__PROBLEM__: Search the records that follow and extract every line containing the string "table".

__TASK INPUT__:
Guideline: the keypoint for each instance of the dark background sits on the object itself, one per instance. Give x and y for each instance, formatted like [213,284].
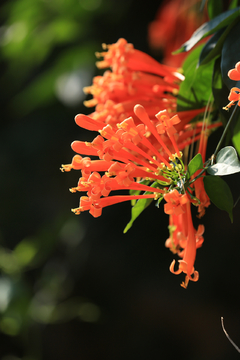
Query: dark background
[75,287]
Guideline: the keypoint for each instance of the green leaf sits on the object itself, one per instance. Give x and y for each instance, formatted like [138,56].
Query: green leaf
[195,164]
[195,90]
[138,208]
[219,193]
[215,8]
[212,48]
[230,54]
[209,28]
[226,162]
[137,192]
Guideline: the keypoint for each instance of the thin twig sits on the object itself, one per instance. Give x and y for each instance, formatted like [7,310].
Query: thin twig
[236,347]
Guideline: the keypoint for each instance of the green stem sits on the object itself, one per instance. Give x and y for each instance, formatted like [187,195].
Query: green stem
[224,132]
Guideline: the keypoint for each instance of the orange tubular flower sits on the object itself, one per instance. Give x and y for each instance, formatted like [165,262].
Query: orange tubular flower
[134,78]
[127,154]
[189,241]
[234,74]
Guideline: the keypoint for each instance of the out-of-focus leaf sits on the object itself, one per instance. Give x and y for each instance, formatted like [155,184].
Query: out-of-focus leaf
[212,48]
[195,90]
[195,164]
[226,162]
[219,193]
[209,28]
[41,91]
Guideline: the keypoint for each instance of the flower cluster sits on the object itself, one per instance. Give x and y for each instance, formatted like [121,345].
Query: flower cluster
[140,147]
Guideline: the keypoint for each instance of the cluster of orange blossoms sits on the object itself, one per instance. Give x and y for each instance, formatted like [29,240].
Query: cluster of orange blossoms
[139,146]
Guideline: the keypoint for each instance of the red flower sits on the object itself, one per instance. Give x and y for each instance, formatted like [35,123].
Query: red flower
[234,74]
[175,202]
[189,240]
[233,97]
[164,31]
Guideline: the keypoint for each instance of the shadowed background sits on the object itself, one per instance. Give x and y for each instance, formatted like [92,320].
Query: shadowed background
[75,287]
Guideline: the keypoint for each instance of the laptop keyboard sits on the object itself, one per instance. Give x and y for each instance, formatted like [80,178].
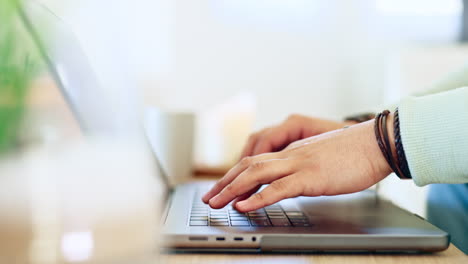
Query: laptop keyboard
[274,215]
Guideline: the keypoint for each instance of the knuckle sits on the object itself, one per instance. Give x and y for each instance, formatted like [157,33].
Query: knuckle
[257,166]
[230,189]
[246,161]
[293,117]
[258,196]
[279,185]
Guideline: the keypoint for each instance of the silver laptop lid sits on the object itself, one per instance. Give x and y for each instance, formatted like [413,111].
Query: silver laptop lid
[72,72]
[97,110]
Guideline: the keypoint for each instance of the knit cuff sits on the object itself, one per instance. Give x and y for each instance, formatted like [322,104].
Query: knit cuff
[434,133]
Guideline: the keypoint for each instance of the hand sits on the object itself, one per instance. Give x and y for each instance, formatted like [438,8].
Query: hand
[295,127]
[342,161]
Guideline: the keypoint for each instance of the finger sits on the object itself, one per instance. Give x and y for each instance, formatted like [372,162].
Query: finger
[233,173]
[257,173]
[283,188]
[276,139]
[248,148]
[245,196]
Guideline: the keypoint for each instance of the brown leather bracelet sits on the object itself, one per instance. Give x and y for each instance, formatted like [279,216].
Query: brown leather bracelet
[402,163]
[359,118]
[381,135]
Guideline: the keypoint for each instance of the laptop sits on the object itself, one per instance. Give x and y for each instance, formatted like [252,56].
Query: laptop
[359,222]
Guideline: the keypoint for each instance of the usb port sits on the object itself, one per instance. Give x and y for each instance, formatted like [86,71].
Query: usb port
[198,238]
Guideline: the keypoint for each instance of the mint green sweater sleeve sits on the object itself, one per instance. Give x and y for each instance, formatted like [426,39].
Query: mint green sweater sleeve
[434,133]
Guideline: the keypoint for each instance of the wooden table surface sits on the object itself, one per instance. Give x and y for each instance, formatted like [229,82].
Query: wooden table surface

__REPLY TO THE TASK__:
Guideline: the keypoint for each instance of the wooden table surface sits on the object itself, one per instance. Give x and y for each instance, formatted like [229,82].
Query: wooden table surface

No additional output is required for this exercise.